(TEXT SHOWN)
+---+
Interesting. I hadn't considered art might have no effect on some. Interesting that autism could play a role there.

My kid usually draws from a picture or something. I do that sometimes too. (Well I don't draw much anymore).

My wife can't draw. She has tried numerous times. I infer there's some capability of looking at a pic and abstracting it into lines or shades or whatever and then putting that on paper. Well, she doesn't have that.

She does not have aphantasia. So she can see a cat, say, in her mind's eye but can't translate that onto paper I guess?

I suppose the more detailed you can picture something the easier it would be to draw it if you have the ability to translate pic to paper.

I read once an exercise where you have people draw a bicycle without using a picture. The results are often laughably inaccurate. I guess because some folks think they know how the thing works but don't. Or haven't paid enough attention. But presumably if, like me, you have had bikes for years, worked on them, know how they work, and paid attention to all the details you can make a very accurate drawing.

[–] [email protected] 2 points 1 year ago

That is interesting. There is undoubtedly some learned skill involved regardless of mind’s eye.

I can draw a bicycle correctly, for the same reasons as you, but it will not be pretty. The frame will be 2 parallel lines all over and it will be drawn from a perfect side angle. I could draw a derailleur the same way, or the insides of several types of steering column.
+---+
(STATED EXERCISE 1)
Rewrite the listing lines between the one holding "Target: snow-covered slope" and the end of the listing, inclusive, with "Pins" swapped for "Points" and everything else left as it is.
+---+
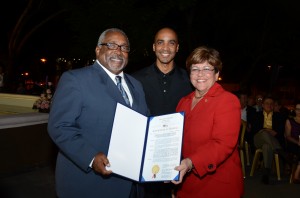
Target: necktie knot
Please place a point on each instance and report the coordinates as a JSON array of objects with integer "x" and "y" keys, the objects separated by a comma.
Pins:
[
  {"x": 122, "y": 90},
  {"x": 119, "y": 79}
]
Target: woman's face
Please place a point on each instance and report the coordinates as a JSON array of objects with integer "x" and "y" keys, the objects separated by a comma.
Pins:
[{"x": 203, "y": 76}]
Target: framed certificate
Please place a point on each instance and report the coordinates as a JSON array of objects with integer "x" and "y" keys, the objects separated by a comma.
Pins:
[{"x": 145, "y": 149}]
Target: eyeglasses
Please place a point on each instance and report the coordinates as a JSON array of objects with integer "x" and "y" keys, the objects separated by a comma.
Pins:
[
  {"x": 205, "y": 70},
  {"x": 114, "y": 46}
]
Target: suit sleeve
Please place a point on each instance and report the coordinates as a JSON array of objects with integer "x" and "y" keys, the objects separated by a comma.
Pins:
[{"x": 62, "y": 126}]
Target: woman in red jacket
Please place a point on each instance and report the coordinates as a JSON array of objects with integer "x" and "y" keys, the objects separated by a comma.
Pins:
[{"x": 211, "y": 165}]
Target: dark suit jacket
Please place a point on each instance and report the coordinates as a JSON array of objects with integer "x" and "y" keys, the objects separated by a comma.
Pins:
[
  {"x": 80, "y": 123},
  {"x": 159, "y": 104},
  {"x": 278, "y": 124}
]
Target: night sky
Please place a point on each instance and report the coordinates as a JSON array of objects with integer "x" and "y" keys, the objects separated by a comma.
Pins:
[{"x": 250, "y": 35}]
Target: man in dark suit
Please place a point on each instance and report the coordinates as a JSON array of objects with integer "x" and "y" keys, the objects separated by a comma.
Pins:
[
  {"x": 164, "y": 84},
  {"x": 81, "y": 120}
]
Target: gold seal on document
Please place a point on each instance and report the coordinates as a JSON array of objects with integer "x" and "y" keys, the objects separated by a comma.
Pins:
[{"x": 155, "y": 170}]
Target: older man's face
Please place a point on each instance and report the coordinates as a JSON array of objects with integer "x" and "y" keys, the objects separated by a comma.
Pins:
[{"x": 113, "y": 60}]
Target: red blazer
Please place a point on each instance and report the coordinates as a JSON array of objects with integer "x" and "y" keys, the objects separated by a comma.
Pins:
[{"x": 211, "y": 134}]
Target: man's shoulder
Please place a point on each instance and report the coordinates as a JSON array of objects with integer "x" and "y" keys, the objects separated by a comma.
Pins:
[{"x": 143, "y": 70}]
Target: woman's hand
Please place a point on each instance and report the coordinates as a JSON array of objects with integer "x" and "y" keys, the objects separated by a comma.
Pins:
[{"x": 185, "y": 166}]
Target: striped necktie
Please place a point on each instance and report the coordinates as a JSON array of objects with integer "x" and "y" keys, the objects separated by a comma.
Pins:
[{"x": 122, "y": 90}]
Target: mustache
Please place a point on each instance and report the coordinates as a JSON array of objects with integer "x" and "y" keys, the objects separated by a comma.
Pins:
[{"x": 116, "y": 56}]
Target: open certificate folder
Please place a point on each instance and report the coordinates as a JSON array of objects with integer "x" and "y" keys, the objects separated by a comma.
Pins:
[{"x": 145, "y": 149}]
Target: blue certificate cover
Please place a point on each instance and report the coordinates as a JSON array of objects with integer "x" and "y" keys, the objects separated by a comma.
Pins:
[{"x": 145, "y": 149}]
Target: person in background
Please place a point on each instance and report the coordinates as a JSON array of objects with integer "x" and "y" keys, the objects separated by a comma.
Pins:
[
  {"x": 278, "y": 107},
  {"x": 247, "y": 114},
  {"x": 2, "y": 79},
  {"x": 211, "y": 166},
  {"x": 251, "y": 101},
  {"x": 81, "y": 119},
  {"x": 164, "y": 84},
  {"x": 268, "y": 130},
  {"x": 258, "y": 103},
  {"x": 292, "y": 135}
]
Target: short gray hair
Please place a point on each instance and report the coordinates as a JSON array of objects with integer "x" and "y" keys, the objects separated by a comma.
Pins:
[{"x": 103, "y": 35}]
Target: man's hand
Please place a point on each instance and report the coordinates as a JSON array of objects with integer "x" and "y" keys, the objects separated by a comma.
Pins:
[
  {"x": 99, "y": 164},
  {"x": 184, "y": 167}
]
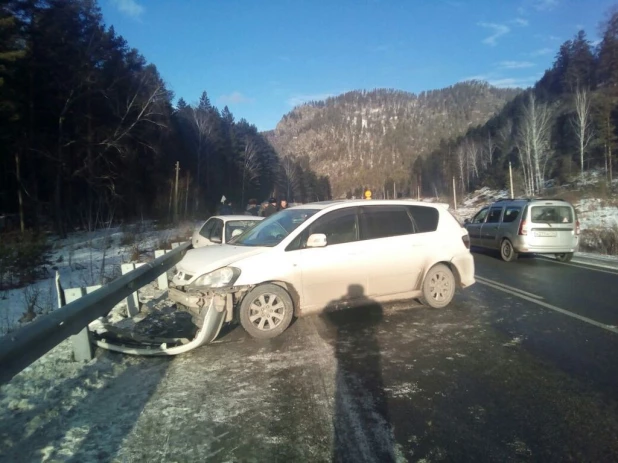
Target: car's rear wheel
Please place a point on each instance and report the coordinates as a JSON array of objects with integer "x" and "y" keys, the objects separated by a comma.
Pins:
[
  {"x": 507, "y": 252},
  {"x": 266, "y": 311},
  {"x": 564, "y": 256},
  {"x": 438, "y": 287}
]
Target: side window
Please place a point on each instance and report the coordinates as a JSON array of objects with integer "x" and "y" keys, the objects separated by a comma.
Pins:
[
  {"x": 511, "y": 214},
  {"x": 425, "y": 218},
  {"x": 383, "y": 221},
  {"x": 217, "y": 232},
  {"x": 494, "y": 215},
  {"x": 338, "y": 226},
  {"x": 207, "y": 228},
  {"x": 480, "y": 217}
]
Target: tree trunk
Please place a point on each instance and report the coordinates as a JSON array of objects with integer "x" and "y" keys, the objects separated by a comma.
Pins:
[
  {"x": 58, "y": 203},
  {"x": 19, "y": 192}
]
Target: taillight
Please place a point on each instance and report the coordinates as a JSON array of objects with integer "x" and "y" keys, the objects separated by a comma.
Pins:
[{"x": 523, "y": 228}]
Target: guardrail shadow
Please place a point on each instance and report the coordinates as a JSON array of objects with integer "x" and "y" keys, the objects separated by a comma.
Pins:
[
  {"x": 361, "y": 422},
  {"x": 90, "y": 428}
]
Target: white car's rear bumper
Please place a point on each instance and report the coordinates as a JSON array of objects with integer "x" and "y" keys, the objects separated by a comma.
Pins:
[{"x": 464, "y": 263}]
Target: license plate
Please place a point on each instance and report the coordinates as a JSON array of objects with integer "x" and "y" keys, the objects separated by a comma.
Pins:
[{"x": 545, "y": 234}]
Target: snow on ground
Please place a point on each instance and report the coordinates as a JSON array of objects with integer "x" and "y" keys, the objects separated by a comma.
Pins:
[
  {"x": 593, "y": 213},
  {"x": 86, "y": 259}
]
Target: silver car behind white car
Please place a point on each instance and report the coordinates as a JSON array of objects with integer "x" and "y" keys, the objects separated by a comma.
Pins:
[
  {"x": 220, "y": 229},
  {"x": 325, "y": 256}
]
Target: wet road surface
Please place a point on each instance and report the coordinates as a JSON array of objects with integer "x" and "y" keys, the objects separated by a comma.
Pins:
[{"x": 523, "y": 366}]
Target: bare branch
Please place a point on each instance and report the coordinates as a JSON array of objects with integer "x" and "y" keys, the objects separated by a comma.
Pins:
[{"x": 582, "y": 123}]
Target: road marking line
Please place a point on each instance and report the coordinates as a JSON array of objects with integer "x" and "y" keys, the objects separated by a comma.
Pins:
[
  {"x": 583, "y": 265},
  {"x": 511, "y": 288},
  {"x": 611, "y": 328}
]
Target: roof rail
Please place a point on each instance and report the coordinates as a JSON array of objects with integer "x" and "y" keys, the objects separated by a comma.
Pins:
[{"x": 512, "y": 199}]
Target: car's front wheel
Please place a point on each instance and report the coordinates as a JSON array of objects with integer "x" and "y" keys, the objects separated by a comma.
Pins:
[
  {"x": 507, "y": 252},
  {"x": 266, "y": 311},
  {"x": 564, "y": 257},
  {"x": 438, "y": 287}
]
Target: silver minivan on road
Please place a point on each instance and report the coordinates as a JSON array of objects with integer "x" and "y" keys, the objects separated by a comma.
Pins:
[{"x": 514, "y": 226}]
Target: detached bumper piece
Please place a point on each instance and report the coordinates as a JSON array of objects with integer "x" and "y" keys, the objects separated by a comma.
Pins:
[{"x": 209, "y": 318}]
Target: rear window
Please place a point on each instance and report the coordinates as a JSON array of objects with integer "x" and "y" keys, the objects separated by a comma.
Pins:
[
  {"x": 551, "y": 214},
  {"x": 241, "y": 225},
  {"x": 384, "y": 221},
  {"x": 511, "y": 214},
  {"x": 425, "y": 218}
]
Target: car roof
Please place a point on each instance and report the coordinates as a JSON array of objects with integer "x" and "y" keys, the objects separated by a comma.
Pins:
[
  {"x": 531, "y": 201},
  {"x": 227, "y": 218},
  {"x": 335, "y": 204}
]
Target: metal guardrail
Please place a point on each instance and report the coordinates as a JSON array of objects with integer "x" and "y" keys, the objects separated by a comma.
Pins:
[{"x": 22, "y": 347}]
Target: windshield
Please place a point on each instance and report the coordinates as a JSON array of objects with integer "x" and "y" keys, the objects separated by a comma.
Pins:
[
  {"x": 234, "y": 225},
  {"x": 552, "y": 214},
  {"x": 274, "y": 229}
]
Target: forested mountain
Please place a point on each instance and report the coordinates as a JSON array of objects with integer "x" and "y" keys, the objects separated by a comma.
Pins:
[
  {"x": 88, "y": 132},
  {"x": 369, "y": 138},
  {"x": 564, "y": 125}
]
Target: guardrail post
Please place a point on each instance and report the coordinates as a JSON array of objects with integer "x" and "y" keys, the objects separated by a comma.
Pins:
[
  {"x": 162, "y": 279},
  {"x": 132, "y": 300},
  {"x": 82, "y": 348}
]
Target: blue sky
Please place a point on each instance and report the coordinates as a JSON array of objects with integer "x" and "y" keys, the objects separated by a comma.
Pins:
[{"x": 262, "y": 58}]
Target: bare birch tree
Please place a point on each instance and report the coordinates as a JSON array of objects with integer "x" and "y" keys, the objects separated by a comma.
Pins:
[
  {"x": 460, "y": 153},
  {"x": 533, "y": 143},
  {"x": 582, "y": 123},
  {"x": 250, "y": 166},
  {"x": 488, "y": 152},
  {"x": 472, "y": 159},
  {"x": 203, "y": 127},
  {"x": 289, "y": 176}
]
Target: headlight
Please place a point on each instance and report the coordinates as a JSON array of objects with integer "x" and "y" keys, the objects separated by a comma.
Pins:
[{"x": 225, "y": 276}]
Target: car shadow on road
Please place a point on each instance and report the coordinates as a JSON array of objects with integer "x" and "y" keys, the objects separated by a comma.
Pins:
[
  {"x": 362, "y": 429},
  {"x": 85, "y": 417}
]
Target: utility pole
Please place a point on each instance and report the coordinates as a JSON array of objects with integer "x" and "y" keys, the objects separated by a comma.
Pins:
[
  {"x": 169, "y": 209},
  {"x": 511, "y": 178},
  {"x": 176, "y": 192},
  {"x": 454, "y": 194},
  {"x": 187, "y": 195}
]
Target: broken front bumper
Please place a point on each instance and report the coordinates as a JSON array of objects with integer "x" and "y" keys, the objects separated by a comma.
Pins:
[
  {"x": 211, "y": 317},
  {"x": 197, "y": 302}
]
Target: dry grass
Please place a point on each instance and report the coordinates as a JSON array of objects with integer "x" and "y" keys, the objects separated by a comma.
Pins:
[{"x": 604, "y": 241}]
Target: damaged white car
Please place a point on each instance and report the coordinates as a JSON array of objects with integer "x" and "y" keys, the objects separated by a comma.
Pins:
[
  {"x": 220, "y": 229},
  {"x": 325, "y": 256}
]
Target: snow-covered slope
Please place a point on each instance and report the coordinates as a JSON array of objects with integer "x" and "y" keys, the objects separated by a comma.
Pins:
+---+
(STATED EXERCISE 2)
Do these statements agree with the drawing discussion? Answer yes or no for each, quoting the deciding words. (a) The first writer's wife has aphantasia. (b) In the bicycle exercise, people draw without using a picture. (c) The second commenter expects their bicycle drawing to be pretty.

(EXERCISE OUTPUT 1)
Target: snow-covered slope
Please place a point on each instance and report the coordinates as a JSON array of objects with integer "x" and "y" keys, the objects separated by a comma.
Points:

(EXERCISE OUTPUT 2)
(a) No: "She does not have aphantasia."
(b) Yes: "you have people draw a bicycle without using a picture."
(c) No: "but it will not be pretty."